# Exercise description:
When you reach the line containing "Exercise. Put one marker on every instance of the red" in the entries below, please begin setting down lines exactly, stop only after the last one, and add nothing else.

** Opening Working data block **

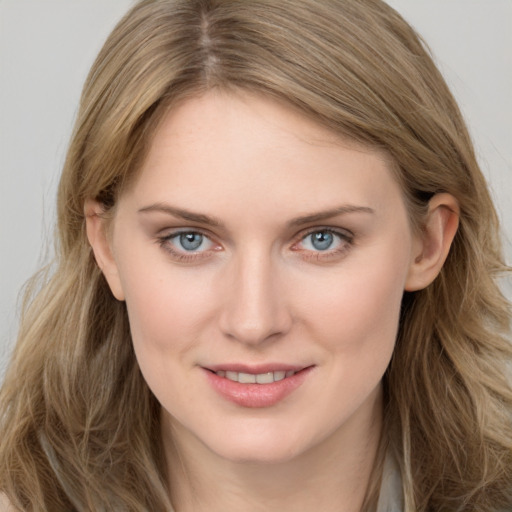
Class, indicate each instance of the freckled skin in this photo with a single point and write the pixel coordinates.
(258, 290)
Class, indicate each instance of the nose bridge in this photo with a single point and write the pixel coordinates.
(255, 308)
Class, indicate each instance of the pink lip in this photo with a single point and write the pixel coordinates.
(254, 369)
(256, 395)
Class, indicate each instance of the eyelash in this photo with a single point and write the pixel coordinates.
(346, 239)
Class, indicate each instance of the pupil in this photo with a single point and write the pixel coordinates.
(191, 241)
(322, 240)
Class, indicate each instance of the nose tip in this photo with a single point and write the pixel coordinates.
(255, 309)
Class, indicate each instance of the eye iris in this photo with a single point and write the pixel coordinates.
(322, 240)
(191, 241)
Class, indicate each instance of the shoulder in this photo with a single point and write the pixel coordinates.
(5, 504)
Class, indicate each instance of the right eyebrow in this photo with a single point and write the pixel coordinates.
(180, 213)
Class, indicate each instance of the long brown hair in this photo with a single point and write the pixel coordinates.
(79, 427)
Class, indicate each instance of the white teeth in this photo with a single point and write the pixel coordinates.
(265, 378)
(260, 378)
(246, 378)
(281, 375)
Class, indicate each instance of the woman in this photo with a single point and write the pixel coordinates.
(276, 279)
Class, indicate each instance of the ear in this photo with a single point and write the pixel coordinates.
(98, 236)
(432, 245)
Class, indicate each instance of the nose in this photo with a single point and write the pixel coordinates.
(254, 308)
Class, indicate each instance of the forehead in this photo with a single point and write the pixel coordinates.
(251, 150)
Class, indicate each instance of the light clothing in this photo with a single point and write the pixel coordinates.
(390, 496)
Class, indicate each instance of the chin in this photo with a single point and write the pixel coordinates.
(259, 447)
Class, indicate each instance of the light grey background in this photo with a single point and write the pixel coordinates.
(47, 46)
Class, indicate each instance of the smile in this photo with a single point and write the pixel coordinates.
(256, 387)
(259, 378)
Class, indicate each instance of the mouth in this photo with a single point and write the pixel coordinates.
(255, 378)
(251, 387)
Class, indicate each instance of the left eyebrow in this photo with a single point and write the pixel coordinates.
(327, 214)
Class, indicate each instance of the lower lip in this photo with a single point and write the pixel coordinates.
(256, 395)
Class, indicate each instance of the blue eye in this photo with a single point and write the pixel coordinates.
(321, 240)
(325, 240)
(190, 241)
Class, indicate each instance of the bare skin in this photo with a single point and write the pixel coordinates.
(255, 241)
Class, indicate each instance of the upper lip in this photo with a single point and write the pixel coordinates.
(255, 369)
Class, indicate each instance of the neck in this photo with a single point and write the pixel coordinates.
(331, 476)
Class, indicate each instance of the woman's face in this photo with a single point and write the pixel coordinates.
(263, 262)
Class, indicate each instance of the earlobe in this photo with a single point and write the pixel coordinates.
(433, 244)
(97, 234)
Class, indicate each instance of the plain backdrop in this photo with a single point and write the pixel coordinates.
(47, 46)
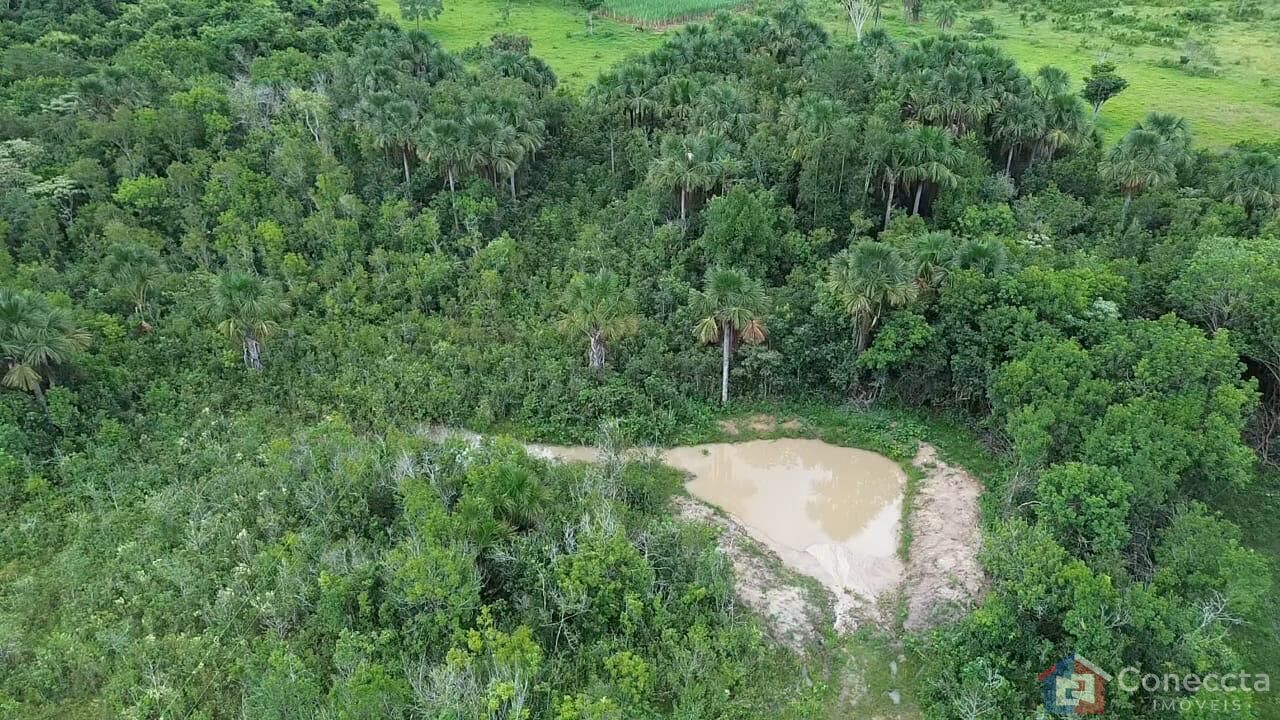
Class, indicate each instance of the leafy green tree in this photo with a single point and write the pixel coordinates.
(247, 309)
(135, 270)
(947, 14)
(929, 160)
(419, 9)
(1176, 133)
(1018, 123)
(36, 338)
(690, 164)
(1086, 507)
(592, 7)
(731, 309)
(1235, 283)
(598, 306)
(1252, 181)
(444, 145)
(1142, 160)
(868, 281)
(1102, 83)
(859, 12)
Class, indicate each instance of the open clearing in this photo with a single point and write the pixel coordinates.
(1242, 104)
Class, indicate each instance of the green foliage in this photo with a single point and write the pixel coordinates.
(430, 238)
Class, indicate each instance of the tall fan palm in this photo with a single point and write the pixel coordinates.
(1253, 181)
(730, 309)
(444, 146)
(867, 281)
(35, 340)
(247, 309)
(682, 164)
(1142, 160)
(929, 158)
(599, 308)
(932, 258)
(1175, 131)
(1018, 123)
(892, 163)
(132, 269)
(1065, 123)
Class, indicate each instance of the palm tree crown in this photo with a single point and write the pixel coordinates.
(730, 309)
(868, 279)
(35, 338)
(1142, 160)
(247, 309)
(1253, 182)
(599, 308)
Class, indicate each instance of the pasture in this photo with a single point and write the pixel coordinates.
(1242, 103)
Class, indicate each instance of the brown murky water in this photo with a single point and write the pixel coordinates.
(828, 511)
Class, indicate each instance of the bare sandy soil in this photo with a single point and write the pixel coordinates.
(942, 577)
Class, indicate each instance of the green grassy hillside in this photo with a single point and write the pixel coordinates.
(1239, 104)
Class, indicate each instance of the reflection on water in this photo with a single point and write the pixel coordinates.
(828, 511)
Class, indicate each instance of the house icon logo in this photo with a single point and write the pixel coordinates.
(1074, 687)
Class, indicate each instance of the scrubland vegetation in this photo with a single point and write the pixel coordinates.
(254, 249)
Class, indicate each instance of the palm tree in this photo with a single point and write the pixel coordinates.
(867, 281)
(894, 162)
(929, 158)
(1018, 123)
(1253, 181)
(247, 309)
(681, 164)
(1142, 160)
(444, 145)
(730, 310)
(1065, 123)
(1175, 131)
(598, 308)
(932, 255)
(35, 340)
(986, 255)
(135, 270)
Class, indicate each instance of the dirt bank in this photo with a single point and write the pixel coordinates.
(944, 577)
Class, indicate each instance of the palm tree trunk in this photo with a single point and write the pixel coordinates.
(726, 347)
(888, 204)
(252, 352)
(595, 355)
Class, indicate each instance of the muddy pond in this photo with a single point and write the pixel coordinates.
(831, 513)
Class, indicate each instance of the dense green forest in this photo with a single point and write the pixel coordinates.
(252, 249)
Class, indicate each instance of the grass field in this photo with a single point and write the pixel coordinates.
(1242, 104)
(666, 10)
(557, 27)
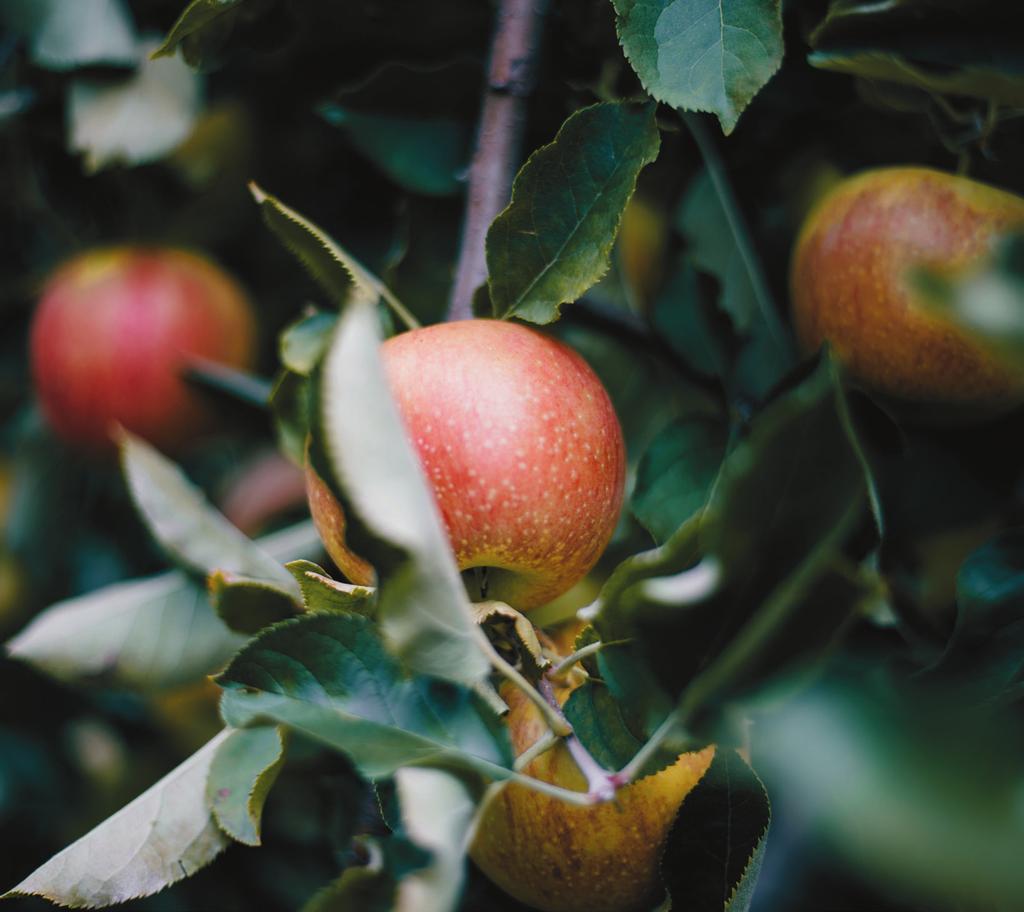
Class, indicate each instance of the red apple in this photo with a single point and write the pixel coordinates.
(850, 281)
(521, 446)
(111, 339)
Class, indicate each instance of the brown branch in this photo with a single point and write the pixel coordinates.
(510, 81)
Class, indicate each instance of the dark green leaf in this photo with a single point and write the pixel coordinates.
(321, 593)
(712, 55)
(330, 677)
(554, 240)
(242, 774)
(248, 605)
(713, 855)
(598, 723)
(676, 474)
(302, 344)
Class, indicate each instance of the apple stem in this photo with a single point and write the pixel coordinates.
(670, 726)
(510, 81)
(556, 722)
(541, 746)
(599, 781)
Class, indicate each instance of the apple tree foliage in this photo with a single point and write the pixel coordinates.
(833, 597)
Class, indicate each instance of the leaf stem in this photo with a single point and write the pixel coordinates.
(556, 722)
(510, 81)
(738, 229)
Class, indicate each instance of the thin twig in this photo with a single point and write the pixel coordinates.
(510, 80)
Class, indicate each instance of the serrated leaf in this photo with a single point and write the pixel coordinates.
(713, 855)
(676, 474)
(65, 36)
(321, 593)
(302, 344)
(437, 814)
(519, 628)
(242, 774)
(598, 723)
(712, 55)
(197, 16)
(328, 262)
(144, 635)
(248, 605)
(554, 240)
(330, 677)
(134, 122)
(165, 834)
(184, 523)
(423, 606)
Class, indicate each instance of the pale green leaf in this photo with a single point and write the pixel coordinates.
(554, 240)
(244, 769)
(712, 55)
(437, 814)
(136, 121)
(187, 526)
(424, 609)
(330, 677)
(165, 834)
(144, 635)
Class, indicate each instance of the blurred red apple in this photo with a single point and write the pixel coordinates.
(112, 337)
(851, 287)
(522, 448)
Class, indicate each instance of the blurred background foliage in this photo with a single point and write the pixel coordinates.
(361, 116)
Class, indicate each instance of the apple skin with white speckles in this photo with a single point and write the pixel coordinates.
(521, 446)
(561, 858)
(850, 287)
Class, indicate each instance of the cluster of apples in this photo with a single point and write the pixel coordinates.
(524, 452)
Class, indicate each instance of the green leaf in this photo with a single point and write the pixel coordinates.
(676, 474)
(937, 46)
(334, 268)
(184, 523)
(423, 608)
(321, 593)
(759, 581)
(302, 344)
(134, 122)
(714, 851)
(242, 774)
(712, 55)
(165, 834)
(437, 814)
(554, 240)
(713, 248)
(144, 635)
(598, 723)
(248, 605)
(984, 659)
(202, 24)
(65, 36)
(330, 677)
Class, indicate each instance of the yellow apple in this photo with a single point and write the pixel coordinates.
(563, 858)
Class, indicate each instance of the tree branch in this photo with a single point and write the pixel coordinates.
(510, 80)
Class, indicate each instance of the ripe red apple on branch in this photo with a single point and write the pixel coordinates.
(112, 336)
(521, 446)
(851, 280)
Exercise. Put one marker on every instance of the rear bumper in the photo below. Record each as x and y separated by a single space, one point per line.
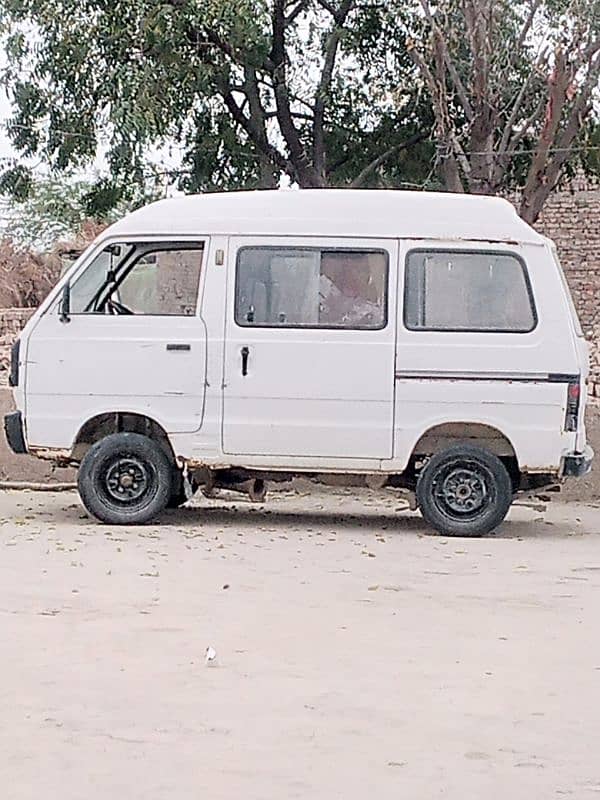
576 465
15 434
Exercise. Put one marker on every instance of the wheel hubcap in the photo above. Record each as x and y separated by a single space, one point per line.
463 490
127 479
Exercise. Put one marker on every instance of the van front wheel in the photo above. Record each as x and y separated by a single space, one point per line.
464 491
125 479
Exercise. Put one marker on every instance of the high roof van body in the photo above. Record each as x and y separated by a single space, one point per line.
419 341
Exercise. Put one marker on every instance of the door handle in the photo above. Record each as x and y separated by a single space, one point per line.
245 352
179 347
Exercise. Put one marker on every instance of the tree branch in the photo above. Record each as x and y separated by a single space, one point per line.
331 48
440 41
301 6
374 165
254 132
304 174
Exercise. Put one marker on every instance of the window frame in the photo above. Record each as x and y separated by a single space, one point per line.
312 249
468 251
140 249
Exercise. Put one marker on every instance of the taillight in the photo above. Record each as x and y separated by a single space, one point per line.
13 377
573 399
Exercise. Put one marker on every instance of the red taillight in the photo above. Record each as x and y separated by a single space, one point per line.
573 398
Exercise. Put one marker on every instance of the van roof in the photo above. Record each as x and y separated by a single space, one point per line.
331 212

** Closing Working data block **

# Answer to this problem:
Exercise. Put one marker on every instance of the red taillight in the photo above. Record each as x and y separated by a single space, one point per line.
573 398
Exercise. Put one marker on every instance of the van roof in the photo above. Record each as x and y separated by a single space, one point per line.
331 212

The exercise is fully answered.